## Required task 1
From the blog excerpt, list every quality or ability the writer attributes to the young man she was introduced to when Son 2 was about three.
## Required task 2
Carry on the blog excerpt about raising a teenager with ASD, picking up right after its final sentence.

## Source excerpt
Many of those early blogs now lie abandoned or are seldom written, though I still have links in my blogroll and on Google Reader, keen to catch any occasional post. Blogging seems to have moved in a new direction, away from the personal and over to the promotional, but I'm afraid I soon lose interest in blogs which do little other than promote freebies the blogger has received. I think we've all become rightly wary about how much personal information we disclose on our blogs and as a result something very creative is in danger of being lost.

But there are still many fascinating and beautifully written blogs out there and in the last few weeks I have found myself crying at blogs again. I have read blog posts which were truly heartfelt, yet so personal that I feel it is not right to link to them here. At a time when my own blog has been feeling very stale, I've been reminded why I first started blogging. It feels good.

Thursday, April 21, 2011

Having a teenager with ASD

I was warned by friends that the teenage years with Son 2 would be hard. But he's 17 now and up until Christmas I thought we'd largely got away with. So the change from a calm boy into an often manic whirlwind, who seems to need no more than four to five hours sleep a night, has come as rather a shock.

All this comes at a time when the old support systems start to crumble. Support groups, whether online or real life local ones, tend to concentrate on families at the start of the journey and there are few parents attending who are embarking upon the challenges of decision making for their child's adulthood. Every young person presents with a unique set of circumstances, every local authority offers different services and the spending cuts add an unwelcome additional uncertainty. We should all be supporting each other, yet as parents further down the line we start to feel excluded.

Parents with younger children often seem to find hearing about the challenges of adolescence and adulthood upsetting, they don't want to look into the future. But I have a different take on this. When Son 2 was about three and very difficult, a parent introduced me to his son, who was then about 20 or 21. The young man was calm and well behaved in the presence of a stranger. Although he was largely nonverbal he was clearly bilingual, he could point out items when asked in either language and he appeared comfortable in his family home.

## Information supplied
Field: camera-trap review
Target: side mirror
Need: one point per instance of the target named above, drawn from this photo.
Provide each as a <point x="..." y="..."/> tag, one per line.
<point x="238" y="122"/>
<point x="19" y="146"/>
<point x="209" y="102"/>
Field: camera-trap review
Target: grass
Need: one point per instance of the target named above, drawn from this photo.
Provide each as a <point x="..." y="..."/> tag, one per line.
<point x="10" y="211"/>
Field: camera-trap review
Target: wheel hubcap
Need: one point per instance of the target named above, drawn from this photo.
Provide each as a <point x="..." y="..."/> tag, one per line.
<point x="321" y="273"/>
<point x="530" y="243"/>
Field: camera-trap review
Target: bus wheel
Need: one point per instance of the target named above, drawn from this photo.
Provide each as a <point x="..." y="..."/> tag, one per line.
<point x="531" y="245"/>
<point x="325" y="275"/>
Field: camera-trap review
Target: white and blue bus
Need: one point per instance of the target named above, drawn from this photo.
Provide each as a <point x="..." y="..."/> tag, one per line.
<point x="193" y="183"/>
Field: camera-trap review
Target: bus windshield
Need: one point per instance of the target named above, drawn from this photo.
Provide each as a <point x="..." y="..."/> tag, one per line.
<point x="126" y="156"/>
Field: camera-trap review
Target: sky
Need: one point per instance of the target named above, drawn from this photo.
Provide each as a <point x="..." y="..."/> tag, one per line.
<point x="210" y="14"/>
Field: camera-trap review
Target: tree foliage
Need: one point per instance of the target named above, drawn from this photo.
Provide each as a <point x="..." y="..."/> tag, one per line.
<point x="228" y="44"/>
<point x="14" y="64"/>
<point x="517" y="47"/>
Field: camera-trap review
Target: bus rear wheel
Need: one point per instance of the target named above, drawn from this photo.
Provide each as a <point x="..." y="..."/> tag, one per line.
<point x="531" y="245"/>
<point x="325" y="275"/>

## Written reply 1
- Calm
- Well behaved in the presence of a stranger
- Largely nonverbal
- Clearly bilingual
- Able to point out items when asked in either language
- Appeared comfortable in his family home

## Written reply 2
I couldn't imagine Son 2 ever being like that. But the father assured me that his son had been as difficult as Son 2 at the age of three. He'd gone to the same school that Son 2 now attends and his father was helping other parents to fight for a specialist education for their own children. That meeting gave me a glimmer of hope which I held on to and now, despite Son 2's current mania, I can see that he too is nearly there. I have high hopes that when the hormone rush subsides he will be like that young man.

I'm lucky that I have several friends who have adult children with moderate to severe ASD. I know who I can turn to for advice outside my previous support groups, from which I am gradually withdrawing as they seem less relevant. Everything moves on, services change, and some of the input we were lucky to receive when Son 2 was small would not be available today. I guess every new generation of parents has to fight its own battles and parents of teenagers with disabilities will continue to float away from these support groups to find advice wherever they can, unless their needs are recognised too.

Monday, April 18, 2011

Kindle sale alert

Amazon UK has a Kindle Spring Spectacular sale until 2nd May. Literally hundreds of books at a fraction of the regular cost, including new releases such as The Beauty Chorus by fellow Novel Racer, Kate Lord Brown, as well as old favourites. I've already bought a few, including Wasted by Nicola Morgan,which I've wanted to read for ages. I think there must be something for almost everybody there, so if you love your Kindle as much as I do, or if you want to read on another device, go take a look.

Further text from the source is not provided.